Selected extract:

• • •

Blanchflower transferred from Barnsley to Aston Villa for a fee of £15,000, making his debut in March 1951. He made 155 senior appearances for Villa (148 in the League), before being sold during the 1954-55 season.

In 1954 he was bought by Tottenham Hotspur for a fee of £30,000, and during his ten years at White Hart Lane he made 337 League appearances, and 382 total appearances (scoring 21 goals).

The highlight of his time at Spurs came with the 1960-61 season. With Blanchflower as captain Spurs won their first 11 games, still a record for the top flight of English football and eventually won the league by 8 points. They then beat Leicester City in the final of the FA Cup to become the first team in the 20th century to win the League and Cup double, not achieved since Aston Villa in 1897.

In 1962 he again captained the Spurs team to victory in the FA Cup (scoring a penalty in the final against Burnley), only narrowly missing out on a second double when they finished a close third in the league behind Ipswich Town and Burnley, and in 1963 he captained his side to victory over Atletico Madrid in the final of the European Cup Winners’ Cup.

During his time with Spurs he also had a short spell with Toronto City, alongside fellow Football League players Stanley Mattews and Johnny Haynes.

Between 1949 and 1963, he earned 56 caps for Northern Ireland, often playing alongside his brother Jackie until the younger Blanchflower’s playing career was cut short, and in 1958 captained his country when they reached the quarter-finals of the World Cup. On 4 December 1957 he captained the Northern Ireland team against Italy in Belfast, in a bad tempered game that came to be known as the “Battle of Belfast”; Blanchflower attempted to keep the peace as the game turned nasty.

• • •

Activity list:
- A) Rewrite the Blanchflower passage from "In 1962 he again" up to and including "Mattews and Johnny Haynes.", renaming "Burnley" as "Burnley F.C.".
- B) According to the Blanchflower passage, what fee did Tottenham Hotspur pay for him in 1954?
- C) Please sum up the Blanchflower passage in two sentences.
The data have nothing to do with the passage on Blanchflower.

• • •

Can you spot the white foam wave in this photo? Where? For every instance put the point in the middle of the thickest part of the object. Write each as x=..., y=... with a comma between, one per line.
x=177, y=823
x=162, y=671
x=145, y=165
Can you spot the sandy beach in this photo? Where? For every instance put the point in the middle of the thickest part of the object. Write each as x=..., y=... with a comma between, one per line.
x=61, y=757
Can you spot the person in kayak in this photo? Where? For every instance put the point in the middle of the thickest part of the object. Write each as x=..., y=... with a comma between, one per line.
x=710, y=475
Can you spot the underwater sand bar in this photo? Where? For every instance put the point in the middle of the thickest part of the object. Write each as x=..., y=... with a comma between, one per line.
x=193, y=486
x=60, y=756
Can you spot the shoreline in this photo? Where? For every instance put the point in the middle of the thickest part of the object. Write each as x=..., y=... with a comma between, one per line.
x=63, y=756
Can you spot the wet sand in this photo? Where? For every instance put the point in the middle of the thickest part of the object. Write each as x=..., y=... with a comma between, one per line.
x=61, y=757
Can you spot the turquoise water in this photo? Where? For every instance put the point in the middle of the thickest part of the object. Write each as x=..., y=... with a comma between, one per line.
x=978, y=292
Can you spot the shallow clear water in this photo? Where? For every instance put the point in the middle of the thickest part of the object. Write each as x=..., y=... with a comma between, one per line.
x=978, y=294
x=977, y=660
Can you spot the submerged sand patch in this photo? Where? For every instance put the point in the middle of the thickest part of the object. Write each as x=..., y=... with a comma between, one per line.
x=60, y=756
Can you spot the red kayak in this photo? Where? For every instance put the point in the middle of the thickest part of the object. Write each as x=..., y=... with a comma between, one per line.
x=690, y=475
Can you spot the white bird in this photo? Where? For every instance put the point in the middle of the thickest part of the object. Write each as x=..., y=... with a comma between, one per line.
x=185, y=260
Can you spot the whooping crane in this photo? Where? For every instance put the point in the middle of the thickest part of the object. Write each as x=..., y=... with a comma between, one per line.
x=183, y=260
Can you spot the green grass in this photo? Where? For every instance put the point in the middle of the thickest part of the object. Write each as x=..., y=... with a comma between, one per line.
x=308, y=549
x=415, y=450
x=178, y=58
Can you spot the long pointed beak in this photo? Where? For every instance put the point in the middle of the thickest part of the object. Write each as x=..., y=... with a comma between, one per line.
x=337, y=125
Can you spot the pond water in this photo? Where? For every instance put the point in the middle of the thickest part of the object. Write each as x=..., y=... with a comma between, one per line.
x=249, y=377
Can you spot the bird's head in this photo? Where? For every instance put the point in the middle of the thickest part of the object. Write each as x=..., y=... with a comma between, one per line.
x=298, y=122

• • •

Answers for the exercise:
- A)
In 1962 he again captained the Spurs team to victory in the FA Cup (scoring a penalty in the final against Burnley F.C.), only narrowly missing out on a second double when they finished a close third in the league behind Ipswich Town and Burnley F.C., and in 1963 he captained his side to victory over Atletico Madrid in the final of the European Cup Winners’ Cup.

During his time with Spurs he also had a short spell with Toronto City, alongside fellow Football League players Stanley Mattews and Johnny Haynes.

- B) £30,000.

- C) After moving from Barnsley to Aston Villa, Blanchflower joined Tottenham Hotspur in 1954 and captained them to the League and FA Cup double in 1960-61, another FA Cup in 1962 and the European Cup Winners' Cup in 1963. He also won 56 caps for Northern Ireland between 1949 and 1963, captaining his country to the quarter-finals of the 1958 World Cup.